◆ Text segment:
- Opening Delimiter -

One illustration of how this translated into outcomes is the incinerator program — financed, contracted, and partially paid, yet failing to deliver the core functionality it was designed to provide. It is not an outlier. It is a product of the same procurement architecture.

The result is visible in the cost ledger. Construction of Albania’s Nation’s Route — the highway connecting Tirana to Kosovo — came in at approximately €11 million per kilometre on the Albanian section. The same corridor on the Serbian leg of the regional Peace Highway, financed through the European Investment Bank and EBRD, is being delivered at under €9 million per kilometre, including 88 bridges and 35 tunnels. North Macedonia’s Corridors 8 and 10, contracted through a competitive process, benchmark at roughly €6 million per kilometre. Croatia, a comparable mountain-terrain market, has averaged €6.7 million. Albania, in terrain no more structurally prohibitive, paid nearly double.

Public investment that fails to translate into productivity is not neutral. It adds fiscal exposure while crowding out private capital and delaying the accumulation of growth-generating assets. The gap between what was spent and what functions is not a secondary inefficiency. It is the central constraint on Albania’s growth model.

- Closing Delimiter -

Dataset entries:

- Opening Delimiter -

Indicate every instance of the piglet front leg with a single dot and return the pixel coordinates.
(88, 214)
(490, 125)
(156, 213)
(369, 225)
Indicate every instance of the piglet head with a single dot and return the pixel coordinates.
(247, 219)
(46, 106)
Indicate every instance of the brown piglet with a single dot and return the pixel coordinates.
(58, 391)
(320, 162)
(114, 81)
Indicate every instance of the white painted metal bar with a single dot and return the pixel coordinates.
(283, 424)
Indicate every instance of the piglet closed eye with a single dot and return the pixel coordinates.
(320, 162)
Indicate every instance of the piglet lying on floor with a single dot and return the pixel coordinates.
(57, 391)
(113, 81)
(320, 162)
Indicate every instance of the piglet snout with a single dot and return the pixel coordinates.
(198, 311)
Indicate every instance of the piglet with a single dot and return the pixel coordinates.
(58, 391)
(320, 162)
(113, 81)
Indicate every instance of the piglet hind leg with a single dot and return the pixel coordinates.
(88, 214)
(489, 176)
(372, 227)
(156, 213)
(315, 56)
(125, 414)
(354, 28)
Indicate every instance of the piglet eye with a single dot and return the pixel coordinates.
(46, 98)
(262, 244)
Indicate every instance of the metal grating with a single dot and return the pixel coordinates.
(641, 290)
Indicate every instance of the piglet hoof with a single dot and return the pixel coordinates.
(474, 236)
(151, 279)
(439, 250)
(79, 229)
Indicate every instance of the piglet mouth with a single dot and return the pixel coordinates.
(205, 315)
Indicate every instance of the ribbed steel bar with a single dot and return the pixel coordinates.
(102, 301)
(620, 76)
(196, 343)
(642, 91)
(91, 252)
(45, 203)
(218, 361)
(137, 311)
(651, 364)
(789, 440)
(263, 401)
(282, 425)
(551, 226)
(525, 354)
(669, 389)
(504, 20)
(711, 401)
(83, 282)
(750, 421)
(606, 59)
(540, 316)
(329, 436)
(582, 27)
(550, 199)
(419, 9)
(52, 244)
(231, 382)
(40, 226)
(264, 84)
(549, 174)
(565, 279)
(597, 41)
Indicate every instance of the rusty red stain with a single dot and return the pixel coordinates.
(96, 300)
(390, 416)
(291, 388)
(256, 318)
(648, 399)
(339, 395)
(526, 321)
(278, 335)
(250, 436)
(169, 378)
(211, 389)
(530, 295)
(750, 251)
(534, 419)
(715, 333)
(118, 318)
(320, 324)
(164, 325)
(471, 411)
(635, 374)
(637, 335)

- Closing Delimiter -

◆ Task: In the text on highway construction costs, list each euro amount stated and the place it applies to.

◆ Solution:
- €11 million per kilometre: the Albanian section of Albania's Nation's Route
- Under €9 million per kilometre: the Serbian leg of the regional Peace Highway
- Roughly €6 million per kilometre: North Macedonia's Corridors 8 and 10
- €6.7 million: Croatia